-------- DATASET ENTRIES --------
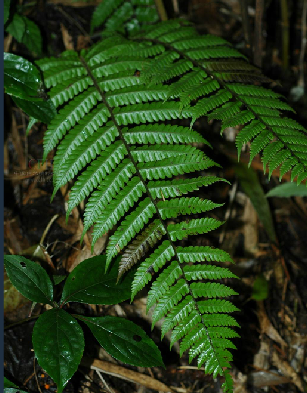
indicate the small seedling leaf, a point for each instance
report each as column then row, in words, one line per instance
column 58, row 343
column 125, row 341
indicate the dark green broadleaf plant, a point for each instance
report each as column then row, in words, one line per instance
column 117, row 134
column 22, row 81
column 57, row 338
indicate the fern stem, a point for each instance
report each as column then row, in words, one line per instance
column 223, row 84
column 121, row 135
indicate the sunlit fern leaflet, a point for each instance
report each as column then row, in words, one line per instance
column 211, row 78
column 114, row 138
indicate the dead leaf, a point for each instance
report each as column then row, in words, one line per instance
column 126, row 374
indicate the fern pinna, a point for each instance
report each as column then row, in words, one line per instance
column 211, row 78
column 113, row 135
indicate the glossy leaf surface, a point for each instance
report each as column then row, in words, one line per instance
column 21, row 78
column 58, row 344
column 125, row 341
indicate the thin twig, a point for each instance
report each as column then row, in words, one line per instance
column 258, row 33
column 103, row 381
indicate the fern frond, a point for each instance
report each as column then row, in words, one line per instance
column 121, row 15
column 178, row 187
column 132, row 225
column 118, row 207
column 138, row 248
column 116, row 141
column 183, row 206
column 214, row 65
column 160, row 133
column 196, row 226
column 157, row 259
column 106, row 192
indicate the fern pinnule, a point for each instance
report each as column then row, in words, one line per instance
column 124, row 154
column 215, row 64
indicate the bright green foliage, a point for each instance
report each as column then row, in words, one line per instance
column 207, row 72
column 115, row 139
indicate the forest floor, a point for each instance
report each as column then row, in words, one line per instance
column 271, row 354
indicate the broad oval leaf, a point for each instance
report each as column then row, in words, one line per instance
column 30, row 279
column 88, row 283
column 21, row 78
column 58, row 344
column 125, row 341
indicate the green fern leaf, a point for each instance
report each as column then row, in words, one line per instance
column 137, row 249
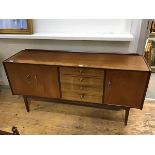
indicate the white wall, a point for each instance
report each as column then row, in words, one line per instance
column 9, row 47
column 82, row 26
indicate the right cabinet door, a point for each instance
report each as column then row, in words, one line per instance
column 125, row 88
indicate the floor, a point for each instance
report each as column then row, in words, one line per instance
column 62, row 119
column 151, row 88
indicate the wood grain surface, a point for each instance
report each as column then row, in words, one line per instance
column 84, row 59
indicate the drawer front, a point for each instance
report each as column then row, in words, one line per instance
column 33, row 80
column 81, row 71
column 81, row 80
column 77, row 88
column 82, row 97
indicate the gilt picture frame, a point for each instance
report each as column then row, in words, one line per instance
column 16, row 26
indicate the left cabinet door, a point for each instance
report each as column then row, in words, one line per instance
column 33, row 80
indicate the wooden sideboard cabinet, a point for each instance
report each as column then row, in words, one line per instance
column 115, row 81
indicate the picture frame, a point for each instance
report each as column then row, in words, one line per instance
column 151, row 28
column 16, row 26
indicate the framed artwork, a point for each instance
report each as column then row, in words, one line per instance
column 16, row 26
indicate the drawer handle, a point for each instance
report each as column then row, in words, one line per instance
column 81, row 79
column 28, row 78
column 109, row 84
column 81, row 88
column 82, row 96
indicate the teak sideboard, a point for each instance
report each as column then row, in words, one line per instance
column 115, row 81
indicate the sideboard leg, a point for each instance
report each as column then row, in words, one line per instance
column 26, row 103
column 126, row 115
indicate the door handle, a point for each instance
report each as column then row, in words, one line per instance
column 109, row 84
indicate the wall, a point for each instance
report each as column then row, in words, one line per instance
column 9, row 47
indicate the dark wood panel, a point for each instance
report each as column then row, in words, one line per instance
column 81, row 59
column 125, row 87
column 35, row 80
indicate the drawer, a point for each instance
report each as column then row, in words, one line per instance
column 91, row 90
column 81, row 80
column 81, row 97
column 81, row 71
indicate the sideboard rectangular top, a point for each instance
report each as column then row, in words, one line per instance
column 81, row 59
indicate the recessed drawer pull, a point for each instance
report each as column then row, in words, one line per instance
column 28, row 78
column 81, row 71
column 81, row 88
column 81, row 79
column 82, row 96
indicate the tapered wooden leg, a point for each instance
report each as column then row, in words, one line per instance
column 26, row 103
column 126, row 115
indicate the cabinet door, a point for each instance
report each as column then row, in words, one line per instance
column 33, row 80
column 125, row 88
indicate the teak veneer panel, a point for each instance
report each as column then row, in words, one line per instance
column 35, row 80
column 125, row 88
column 74, row 59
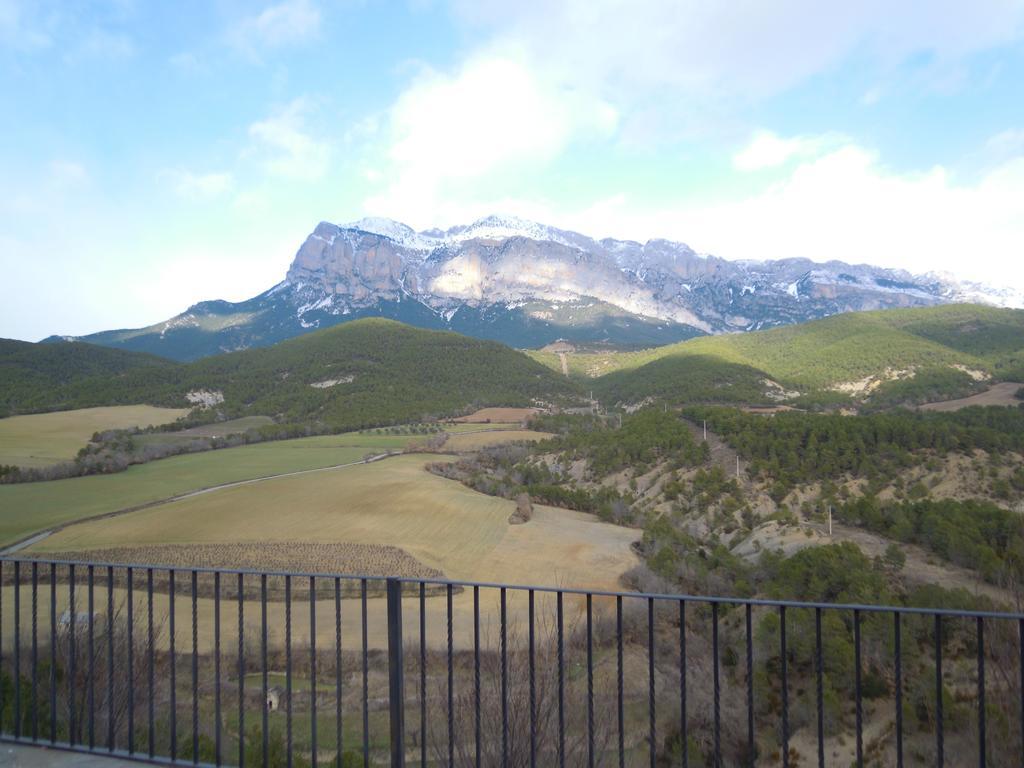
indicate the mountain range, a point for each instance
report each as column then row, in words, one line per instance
column 528, row 285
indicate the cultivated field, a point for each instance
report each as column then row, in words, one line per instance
column 437, row 522
column 42, row 439
column 440, row 522
column 32, row 507
column 499, row 416
column 997, row 394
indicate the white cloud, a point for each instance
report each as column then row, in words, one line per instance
column 493, row 117
column 197, row 185
column 767, row 150
column 67, row 173
column 289, row 150
column 287, row 23
column 17, row 32
column 743, row 49
column 98, row 43
column 845, row 204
--------
TASK OBJECTIVE:
Reproduce all of the data above with every instance of "indicate" switched to "mark" and nothing else altered, leaving the pictures out of your answer.

RIGHT ANSWER:
mark the small seedling leaf, a point for each instance
report each as column then row, in words, one line per instance
column 58, row 343
column 125, row 341
mark the dark green broadleaf plant, a point for each instance
report each as column then row, in words, one line per instance
column 117, row 134
column 22, row 81
column 57, row 338
mark the fern stem, a point for each instance
report each as column then row, in words, one line per instance
column 223, row 84
column 121, row 135
mark the sunlit fern leaflet, a point for each instance
report each as column then row, in words, one line per instance
column 211, row 78
column 114, row 138
mark the dead leaf, a point for each instance
report each as column then row, in words, one line per instance
column 126, row 374
mark the fern pinna, a point for each instance
report each as column then row, in words, one line per instance
column 211, row 78
column 113, row 135
mark the glossy leaf surface, a point for each instance
report each as column then row, in words, one line per instance
column 21, row 78
column 58, row 344
column 125, row 341
mark the thin twig, a point for each instance
report each as column then row, in words, one line per instance
column 258, row 33
column 103, row 381
mark the fern frond, a point for each instance
report each as column then row, in words, one line per instance
column 121, row 15
column 178, row 187
column 132, row 225
column 118, row 207
column 138, row 248
column 116, row 141
column 183, row 206
column 214, row 65
column 160, row 133
column 196, row 226
column 157, row 259
column 106, row 192
mark the fern pinnule, a point for each instance
report each as column then row, in words, one line per instance
column 124, row 154
column 215, row 64
mark the bright green foliage, a point for each instance
report each as column then row, in words, one line per instance
column 207, row 72
column 115, row 139
mark the forest floor, a point for each instance
report each as column then row, in words, one line per instance
column 271, row 354
mark the broad oval leaf, a point for each instance
report each as column then row, in words, one line per instance
column 30, row 279
column 88, row 283
column 21, row 78
column 58, row 344
column 125, row 341
mark the green fern leaf, a point for each instance
report each as column then row, in words, one line per instance
column 137, row 249
mark the white wall, a point for each instance
report each as column then row, in words, one line per instance
column 9, row 47
column 82, row 26
mark the right cabinet door, a point for each instance
report each as column then row, in words, one line per instance
column 125, row 88
mark the floor, a point for each instance
report each as column then row, in words, one line per instance
column 62, row 119
column 151, row 88
mark the wood grain surface, a point for each instance
report each as column then row, in words, one line per instance
column 84, row 59
mark the drawer front, a point for each instance
report each as column then row, in words, one line per instance
column 33, row 80
column 81, row 71
column 81, row 80
column 77, row 88
column 82, row 97
mark the gilt picture frame, a point for each instance
report each as column then row, in words, one line per instance
column 16, row 26
mark the left cabinet door, a point for each instance
report each as column then row, in words, one line per instance
column 33, row 80
mark the wooden sideboard cabinet, a point for each instance
report each as column then row, in words, one line per instance
column 115, row 81
mark the picture frame, a point for each instance
report each as column then row, in words, one line per instance
column 151, row 28
column 16, row 26
mark the framed artwork, a point for each instance
report each as column then row, in words, one line per instance
column 16, row 26
mark the drawer handle, a point for each instance
report each as column then row, in words, one line per instance
column 81, row 79
column 28, row 78
column 109, row 84
column 81, row 88
column 82, row 96
mark the teak sideboard, a point for each instance
report each as column then row, in words, one line per instance
column 115, row 81
mark the sideboard leg, a point for each instance
report each as column then row, in words, one line per instance
column 26, row 103
column 126, row 115
mark the door handle, a point for each instance
report each as column then row, in words, one line per instance
column 109, row 84
mark the wall, a point for each instance
report each as column then row, in words, one line per instance
column 9, row 47
mark the dark wood panel, a point for each instance
report each as column then row, in words, one line per instance
column 81, row 59
column 125, row 87
column 35, row 80
mark the drawer, a point for each instance
report each as column then row, in words, one line per instance
column 91, row 90
column 81, row 80
column 81, row 97
column 81, row 71
mark the sideboard rectangular top, a point for each instance
report each as column then row, in words, one line per instance
column 81, row 59
mark the recessed drawer pull, a point for each instance
report each as column then row, in words, one line per instance
column 28, row 78
column 81, row 71
column 81, row 88
column 81, row 79
column 82, row 96
mark the tapered wooden leg, a point for each instance
report each as column then row, in words, one line per instance
column 26, row 103
column 126, row 115
mark the cabinet door, a point for each instance
report each as column then row, in words, one line per instance
column 33, row 80
column 125, row 88
mark the teak veneer panel, a point for each instance
report each as column then row, in words, one line per instance
column 35, row 80
column 125, row 88
column 74, row 59
mark the mountain range, a point for each instance
report each as column then row, in words, one line per instance
column 528, row 285
mark the cultivated field, a point for each instance
report each as column then row, in words, one line per instance
column 437, row 522
column 42, row 439
column 440, row 522
column 32, row 507
column 499, row 416
column 997, row 394
mark the white cloud, a point for each instance
report each as column then row, in words, one line per instance
column 493, row 117
column 197, row 185
column 767, row 150
column 67, row 173
column 289, row 150
column 287, row 23
column 17, row 32
column 743, row 49
column 98, row 43
column 845, row 204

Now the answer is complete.